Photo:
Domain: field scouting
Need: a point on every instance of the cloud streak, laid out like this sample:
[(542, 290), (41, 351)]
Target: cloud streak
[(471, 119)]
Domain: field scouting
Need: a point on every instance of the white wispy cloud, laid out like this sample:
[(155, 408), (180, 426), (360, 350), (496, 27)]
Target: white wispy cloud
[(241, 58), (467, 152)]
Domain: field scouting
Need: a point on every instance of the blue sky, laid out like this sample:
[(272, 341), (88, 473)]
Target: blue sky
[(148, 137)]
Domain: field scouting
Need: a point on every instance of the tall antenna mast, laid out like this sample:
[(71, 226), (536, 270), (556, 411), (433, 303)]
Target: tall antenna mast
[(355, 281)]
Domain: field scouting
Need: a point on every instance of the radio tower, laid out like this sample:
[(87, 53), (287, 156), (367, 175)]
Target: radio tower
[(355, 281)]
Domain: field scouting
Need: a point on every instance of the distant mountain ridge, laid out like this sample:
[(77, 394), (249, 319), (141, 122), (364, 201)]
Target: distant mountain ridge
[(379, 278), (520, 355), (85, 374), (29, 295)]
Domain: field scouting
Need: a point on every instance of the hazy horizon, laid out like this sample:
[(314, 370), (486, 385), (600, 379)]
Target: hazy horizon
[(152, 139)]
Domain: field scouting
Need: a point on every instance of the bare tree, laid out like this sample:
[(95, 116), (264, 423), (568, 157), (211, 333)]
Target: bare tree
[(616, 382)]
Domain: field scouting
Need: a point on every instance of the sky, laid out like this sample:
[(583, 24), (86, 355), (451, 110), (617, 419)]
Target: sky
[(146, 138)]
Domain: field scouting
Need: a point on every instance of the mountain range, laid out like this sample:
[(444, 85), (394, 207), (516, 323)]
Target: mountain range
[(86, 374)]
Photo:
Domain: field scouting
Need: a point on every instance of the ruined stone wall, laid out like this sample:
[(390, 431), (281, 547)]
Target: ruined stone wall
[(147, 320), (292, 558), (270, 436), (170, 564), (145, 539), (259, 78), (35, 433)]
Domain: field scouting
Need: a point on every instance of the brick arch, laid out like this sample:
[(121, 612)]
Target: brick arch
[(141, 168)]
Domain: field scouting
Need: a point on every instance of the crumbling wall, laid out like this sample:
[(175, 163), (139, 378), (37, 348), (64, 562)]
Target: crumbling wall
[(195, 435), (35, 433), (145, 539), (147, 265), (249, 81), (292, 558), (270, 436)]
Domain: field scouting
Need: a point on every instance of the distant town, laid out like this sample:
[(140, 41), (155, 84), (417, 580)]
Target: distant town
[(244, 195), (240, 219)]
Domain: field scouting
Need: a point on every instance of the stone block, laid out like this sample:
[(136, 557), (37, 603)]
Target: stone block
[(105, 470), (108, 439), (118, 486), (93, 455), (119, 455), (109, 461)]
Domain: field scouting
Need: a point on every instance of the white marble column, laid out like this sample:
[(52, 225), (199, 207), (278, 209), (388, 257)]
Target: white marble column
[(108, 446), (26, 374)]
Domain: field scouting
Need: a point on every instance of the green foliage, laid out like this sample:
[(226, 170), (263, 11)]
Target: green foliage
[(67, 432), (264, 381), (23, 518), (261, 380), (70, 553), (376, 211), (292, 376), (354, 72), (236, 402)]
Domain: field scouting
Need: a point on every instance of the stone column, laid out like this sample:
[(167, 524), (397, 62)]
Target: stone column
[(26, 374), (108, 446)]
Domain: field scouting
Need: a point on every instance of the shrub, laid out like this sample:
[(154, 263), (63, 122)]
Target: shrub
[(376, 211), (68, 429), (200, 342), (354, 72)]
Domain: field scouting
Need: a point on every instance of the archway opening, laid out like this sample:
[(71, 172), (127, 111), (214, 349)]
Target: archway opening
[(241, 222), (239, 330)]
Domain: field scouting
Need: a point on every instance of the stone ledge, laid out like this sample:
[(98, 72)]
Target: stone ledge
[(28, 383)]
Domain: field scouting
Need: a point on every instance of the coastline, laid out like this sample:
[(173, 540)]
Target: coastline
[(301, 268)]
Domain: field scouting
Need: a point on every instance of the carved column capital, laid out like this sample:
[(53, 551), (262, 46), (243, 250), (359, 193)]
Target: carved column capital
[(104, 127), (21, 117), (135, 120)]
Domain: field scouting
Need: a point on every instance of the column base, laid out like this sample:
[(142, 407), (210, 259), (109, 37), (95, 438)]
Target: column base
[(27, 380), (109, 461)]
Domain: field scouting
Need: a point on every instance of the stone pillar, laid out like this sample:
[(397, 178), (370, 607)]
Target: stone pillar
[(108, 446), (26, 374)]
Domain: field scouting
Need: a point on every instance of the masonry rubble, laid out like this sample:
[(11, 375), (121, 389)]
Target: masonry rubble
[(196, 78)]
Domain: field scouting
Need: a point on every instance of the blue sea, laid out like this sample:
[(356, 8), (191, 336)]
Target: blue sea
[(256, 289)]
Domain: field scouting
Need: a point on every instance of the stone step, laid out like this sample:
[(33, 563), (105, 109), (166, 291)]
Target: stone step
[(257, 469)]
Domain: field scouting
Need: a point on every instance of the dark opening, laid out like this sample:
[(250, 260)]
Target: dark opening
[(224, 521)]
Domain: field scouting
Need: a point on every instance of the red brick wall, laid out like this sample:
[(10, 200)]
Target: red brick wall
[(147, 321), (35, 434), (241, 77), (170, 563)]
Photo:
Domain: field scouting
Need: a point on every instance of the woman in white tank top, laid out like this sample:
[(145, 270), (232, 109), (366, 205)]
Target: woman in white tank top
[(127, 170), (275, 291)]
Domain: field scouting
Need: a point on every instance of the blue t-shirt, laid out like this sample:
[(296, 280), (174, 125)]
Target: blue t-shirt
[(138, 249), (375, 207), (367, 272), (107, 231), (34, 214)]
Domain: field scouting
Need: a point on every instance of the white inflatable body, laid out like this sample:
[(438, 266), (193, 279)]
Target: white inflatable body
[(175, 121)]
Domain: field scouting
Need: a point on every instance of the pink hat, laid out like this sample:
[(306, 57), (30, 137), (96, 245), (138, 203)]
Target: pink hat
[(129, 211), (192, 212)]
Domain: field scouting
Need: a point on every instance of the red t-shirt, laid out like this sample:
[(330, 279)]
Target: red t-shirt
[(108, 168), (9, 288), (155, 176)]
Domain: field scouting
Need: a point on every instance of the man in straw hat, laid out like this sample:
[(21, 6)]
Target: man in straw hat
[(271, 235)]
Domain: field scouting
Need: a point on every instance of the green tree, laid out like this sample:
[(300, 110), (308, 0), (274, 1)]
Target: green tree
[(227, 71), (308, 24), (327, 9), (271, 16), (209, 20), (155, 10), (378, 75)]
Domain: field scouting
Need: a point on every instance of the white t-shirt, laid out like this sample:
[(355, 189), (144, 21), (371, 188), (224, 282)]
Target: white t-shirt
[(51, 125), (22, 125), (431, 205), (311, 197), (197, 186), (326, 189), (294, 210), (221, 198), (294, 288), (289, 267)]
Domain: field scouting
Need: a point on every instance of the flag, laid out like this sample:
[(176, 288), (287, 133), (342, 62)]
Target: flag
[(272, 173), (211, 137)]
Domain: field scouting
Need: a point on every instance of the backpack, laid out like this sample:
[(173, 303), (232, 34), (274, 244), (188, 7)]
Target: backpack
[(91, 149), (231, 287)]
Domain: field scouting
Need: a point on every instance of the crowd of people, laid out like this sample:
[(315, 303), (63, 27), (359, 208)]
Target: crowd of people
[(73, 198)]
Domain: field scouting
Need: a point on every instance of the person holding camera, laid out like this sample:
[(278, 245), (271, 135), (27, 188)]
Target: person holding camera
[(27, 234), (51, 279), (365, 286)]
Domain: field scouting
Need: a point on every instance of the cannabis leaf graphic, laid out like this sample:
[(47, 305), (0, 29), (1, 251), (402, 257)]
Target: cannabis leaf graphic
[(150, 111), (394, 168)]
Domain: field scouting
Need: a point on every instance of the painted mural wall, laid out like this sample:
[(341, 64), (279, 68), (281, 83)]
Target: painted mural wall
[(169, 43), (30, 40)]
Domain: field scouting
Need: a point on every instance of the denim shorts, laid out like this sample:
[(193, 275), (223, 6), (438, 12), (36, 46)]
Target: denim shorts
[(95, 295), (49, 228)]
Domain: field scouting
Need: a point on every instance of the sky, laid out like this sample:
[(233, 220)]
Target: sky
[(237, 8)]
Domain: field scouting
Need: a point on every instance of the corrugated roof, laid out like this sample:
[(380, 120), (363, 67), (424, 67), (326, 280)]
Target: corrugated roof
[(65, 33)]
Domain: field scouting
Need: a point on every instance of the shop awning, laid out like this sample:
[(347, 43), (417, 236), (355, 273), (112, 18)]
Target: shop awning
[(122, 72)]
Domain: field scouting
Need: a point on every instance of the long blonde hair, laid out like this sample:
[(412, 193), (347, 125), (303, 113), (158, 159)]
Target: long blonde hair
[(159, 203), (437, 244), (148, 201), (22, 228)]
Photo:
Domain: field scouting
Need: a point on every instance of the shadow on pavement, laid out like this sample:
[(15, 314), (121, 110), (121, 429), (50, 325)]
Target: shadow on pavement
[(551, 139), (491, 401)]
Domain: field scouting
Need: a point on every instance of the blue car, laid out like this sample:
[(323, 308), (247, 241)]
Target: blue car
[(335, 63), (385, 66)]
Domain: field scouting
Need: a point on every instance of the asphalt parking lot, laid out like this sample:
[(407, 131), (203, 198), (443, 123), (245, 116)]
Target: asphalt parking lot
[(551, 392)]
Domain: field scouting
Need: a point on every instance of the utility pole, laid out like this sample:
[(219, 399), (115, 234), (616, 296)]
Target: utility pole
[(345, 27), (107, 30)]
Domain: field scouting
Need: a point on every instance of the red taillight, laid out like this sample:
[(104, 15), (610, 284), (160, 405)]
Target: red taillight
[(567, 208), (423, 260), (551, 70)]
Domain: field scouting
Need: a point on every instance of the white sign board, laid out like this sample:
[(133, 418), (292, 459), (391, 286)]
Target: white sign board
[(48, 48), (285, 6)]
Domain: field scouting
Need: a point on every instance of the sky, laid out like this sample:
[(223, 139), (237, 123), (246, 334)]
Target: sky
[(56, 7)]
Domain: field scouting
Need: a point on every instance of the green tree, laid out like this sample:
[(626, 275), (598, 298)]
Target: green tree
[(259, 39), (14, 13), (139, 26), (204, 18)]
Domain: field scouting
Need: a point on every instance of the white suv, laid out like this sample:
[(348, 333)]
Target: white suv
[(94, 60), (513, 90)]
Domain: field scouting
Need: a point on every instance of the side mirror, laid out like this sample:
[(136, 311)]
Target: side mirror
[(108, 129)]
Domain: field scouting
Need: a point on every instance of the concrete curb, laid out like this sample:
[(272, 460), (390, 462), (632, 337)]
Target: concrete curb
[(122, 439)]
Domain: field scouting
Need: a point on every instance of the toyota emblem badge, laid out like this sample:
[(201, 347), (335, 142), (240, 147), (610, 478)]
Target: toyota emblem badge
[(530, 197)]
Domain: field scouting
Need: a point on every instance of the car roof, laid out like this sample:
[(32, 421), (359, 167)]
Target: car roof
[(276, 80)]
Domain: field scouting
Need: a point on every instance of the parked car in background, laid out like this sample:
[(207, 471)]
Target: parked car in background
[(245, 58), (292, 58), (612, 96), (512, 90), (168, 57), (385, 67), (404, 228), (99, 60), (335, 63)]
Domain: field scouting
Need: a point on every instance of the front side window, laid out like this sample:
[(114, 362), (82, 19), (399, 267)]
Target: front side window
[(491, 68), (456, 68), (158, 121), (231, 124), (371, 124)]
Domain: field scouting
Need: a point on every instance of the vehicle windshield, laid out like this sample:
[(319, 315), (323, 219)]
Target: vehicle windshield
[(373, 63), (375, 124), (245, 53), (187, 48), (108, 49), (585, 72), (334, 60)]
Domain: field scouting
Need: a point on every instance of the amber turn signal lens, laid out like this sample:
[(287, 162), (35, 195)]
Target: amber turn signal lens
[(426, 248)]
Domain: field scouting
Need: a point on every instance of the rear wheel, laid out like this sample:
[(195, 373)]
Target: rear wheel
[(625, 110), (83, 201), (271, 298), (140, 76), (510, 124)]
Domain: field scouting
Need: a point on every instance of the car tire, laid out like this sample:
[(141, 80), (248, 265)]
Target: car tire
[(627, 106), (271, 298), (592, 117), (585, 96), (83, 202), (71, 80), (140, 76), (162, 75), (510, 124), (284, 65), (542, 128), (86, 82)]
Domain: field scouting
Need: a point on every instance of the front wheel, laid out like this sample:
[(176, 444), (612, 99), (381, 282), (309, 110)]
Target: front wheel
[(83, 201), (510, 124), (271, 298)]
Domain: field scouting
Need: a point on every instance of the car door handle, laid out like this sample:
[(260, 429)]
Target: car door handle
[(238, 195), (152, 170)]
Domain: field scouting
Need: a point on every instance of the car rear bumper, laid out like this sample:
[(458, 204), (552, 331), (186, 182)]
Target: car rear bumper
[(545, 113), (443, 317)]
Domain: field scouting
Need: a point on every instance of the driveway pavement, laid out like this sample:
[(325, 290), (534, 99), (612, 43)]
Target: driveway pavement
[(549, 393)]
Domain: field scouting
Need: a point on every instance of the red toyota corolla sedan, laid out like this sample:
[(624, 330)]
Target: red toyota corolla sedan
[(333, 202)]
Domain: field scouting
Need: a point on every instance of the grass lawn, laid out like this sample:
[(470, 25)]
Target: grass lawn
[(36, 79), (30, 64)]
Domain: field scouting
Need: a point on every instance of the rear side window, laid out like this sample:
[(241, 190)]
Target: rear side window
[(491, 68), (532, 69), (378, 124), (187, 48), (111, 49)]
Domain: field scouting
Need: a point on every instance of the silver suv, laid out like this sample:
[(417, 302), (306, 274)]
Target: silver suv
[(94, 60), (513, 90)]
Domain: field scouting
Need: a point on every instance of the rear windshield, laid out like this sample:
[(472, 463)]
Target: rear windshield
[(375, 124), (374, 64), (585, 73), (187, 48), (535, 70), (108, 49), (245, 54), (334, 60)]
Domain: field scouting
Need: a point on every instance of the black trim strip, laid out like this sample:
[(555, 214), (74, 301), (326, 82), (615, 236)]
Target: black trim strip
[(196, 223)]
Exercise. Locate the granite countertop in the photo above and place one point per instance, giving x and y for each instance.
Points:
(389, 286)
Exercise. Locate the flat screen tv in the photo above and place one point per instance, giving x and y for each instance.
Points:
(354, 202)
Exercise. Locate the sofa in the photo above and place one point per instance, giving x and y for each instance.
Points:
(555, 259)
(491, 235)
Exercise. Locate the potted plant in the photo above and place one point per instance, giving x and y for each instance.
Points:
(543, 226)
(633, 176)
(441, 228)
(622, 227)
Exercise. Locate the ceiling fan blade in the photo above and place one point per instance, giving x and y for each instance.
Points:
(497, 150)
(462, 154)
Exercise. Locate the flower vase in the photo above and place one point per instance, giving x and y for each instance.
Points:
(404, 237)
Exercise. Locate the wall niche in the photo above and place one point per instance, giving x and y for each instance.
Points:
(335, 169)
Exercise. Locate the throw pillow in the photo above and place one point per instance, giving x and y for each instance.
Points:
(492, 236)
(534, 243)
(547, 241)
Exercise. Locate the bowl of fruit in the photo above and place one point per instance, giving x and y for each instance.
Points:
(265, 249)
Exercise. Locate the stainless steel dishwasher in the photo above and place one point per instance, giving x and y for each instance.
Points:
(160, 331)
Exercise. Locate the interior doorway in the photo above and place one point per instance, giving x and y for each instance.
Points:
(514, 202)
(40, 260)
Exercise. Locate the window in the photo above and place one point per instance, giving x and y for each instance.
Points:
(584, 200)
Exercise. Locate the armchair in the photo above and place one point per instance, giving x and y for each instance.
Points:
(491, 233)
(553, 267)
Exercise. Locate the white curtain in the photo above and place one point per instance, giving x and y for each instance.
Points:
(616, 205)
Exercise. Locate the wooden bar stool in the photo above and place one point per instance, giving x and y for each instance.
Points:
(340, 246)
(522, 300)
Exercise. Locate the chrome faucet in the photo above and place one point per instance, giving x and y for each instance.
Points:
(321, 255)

**Activity**
Return, unchanged, the run of lines above that opens with the line containing "[(438, 266), (193, 279)]" and closes with the line containing "[(355, 189), (144, 21), (371, 188), (224, 282)]". Include both.

**Answer to this task**
[(438, 266), (193, 279)]
Target: white inflatable body
[(175, 121)]
Domain: field scouting
Need: a point on every instance of the pink hat, laid out like this sample:
[(306, 57), (30, 137), (96, 245), (138, 203)]
Target: pink hat
[(129, 211), (192, 212)]
Domain: field scouting
Need: a point on every instance of the red t-shirt, laid out like this sample:
[(330, 279)]
Target: red t-shirt
[(108, 168), (9, 288), (155, 176)]
Domain: field scouting
Need: a point on every instance of the man in straw hat, laid out like this sample:
[(21, 6)]
Target: man in straw hat
[(271, 235)]
Domain: field scouting
Need: a point on every instance of the green tree, laid out like this sample:
[(300, 110), (308, 0), (274, 1)]
Target: green tree
[(227, 71), (308, 24), (327, 9), (271, 16), (209, 20), (155, 10), (378, 75)]
Domain: field scouting
Need: a point on every instance of the white t-shirt, laid out like this sample:
[(355, 189), (144, 21), (371, 188), (224, 282)]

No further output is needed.